# una coleta embreada



## Dubhe

Hola,
¿qué quiere decir "embreado"? En particular "una coleta embreada". Coleta es "coda di cavallo/codino" pero no tengo ninguna idea de que pueda significar embreada (no lo he encontrado en ningún diccionario".


----------



## 0scar

Embrear > untar con brea.


----------



## ursu-lab

È un codino pecioso, cioè unto con la pece.

La stessa espressione del codino impiastricciato di pece era già apparsa su un altro filo, solo pochi giorni fa. Che curioso, no?


http://forum.wordreference.com/showthread.php?t=1811888&highlight=tricornio


----------



## Dubhe

Gracias  
ps: penso si tratti di un(a) collega universitario/a alle prese con la stessa traduzione. Mi dispiace, avevo cercato tra i topic ma non avevo trovato nulla (avrò cercato male), altrimenti non avrei aperto un altro topic. Grazie ancora!


----------



## ursu-lab

Era impossibile trovarlo perché il topic era con un'altra parola. "Tricornio", credo...

PS: avevo immaginato che si trattasse di un testo da tradurre in un corso universitario


----------



## honeyheart

ursu-lab said:


> È un codino pecioso, cioè unto con la pece.


Pero, gente: ¡¿quién se untaría el cabello con BREA?! 


¿Es posible que sea una forma de decir "gel" o "gomina"?


----------



## 0scar

Falta el contexto.
Brea, pez, alquitrán, asfalto, betún, a veces son la misma cosa.
Quizás sea un coleta grasosa, embetunada.
- - -
→ RETOS
1) Imprime el fragmento del hilo sobre "una coleta embreada" comprendido entre "Embrear > untar" y "Che curioso, no?", ambos incluidos.
2) Responde estas preguntas a partir del hilo sobre "una coleta embreada":
(a) Según 0scar, ¿qué significa "embrear"?
(b) ¿Qué dos productos sugiere honeyheart como posible sentido de la expresión?
(c) En su último mensaje, ¿qué dice 0scar que falta?
3) Prosigue el hilo sobre "una coleta embreada" desde su último mensaje.

(Entradas de anotación con coordenadas)
- - -
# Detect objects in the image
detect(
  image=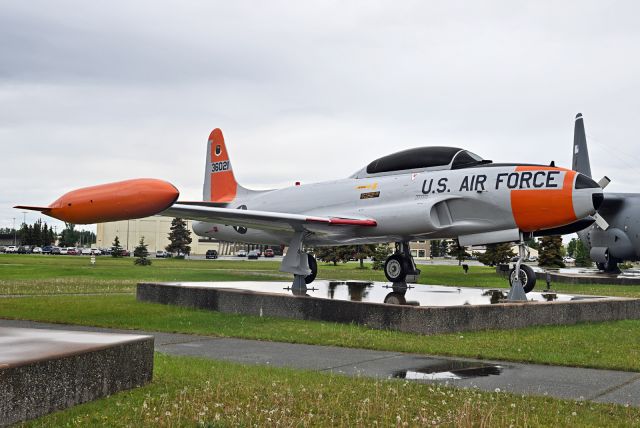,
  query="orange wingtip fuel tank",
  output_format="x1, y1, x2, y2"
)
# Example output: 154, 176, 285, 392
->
15, 178, 180, 224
- - -
→ RESPUESTAS ESPERADAS
1)
Embrear > untar con brea.


----------



## ursu-lab

È un codino pecioso, cioè unto con la pece.

La stessa espressione del codino impiastricciato di pece era già apparsa su un altro filo, solo pochi giorni fa. Che curioso, no?

2)
(a) Untar con brea.
(b) "Gel" o "gomina".
(c) El contexto.

3)
----------



## honeyheart

0scar said:


> Brea, pez, alquitrán, asfalto, betún, a veces son la misma cosa.


Por eso, ¿vos te pondrías alguna de esas cosas en la cabeza? 


0scar said:


> Quizás sea un coleta grasosa, embetunada.


¿Querés decir que el tipo es un sucio y no se lava el pelo?


----------



## ursu-lab

La spiegazione si trova nel link che ho inserito nel mio post precedente: si tratta di un testo che descrive un costumista.

Un pañolón rojo, un tricornio y una coleta  embreada, se disputaban, apretadamente, cada micra de su cabeza.  Arrastraba un cofre marino, sobre ruedas chirriantes, y enarbolaba, en  la mano libre, un tridente.

Cioè, il codino è finto (fa parte del costume), impiastricciato con la pece per renderlo nero e brillante (anche se magari un po' schifoso), ed è attaccato al copricapo.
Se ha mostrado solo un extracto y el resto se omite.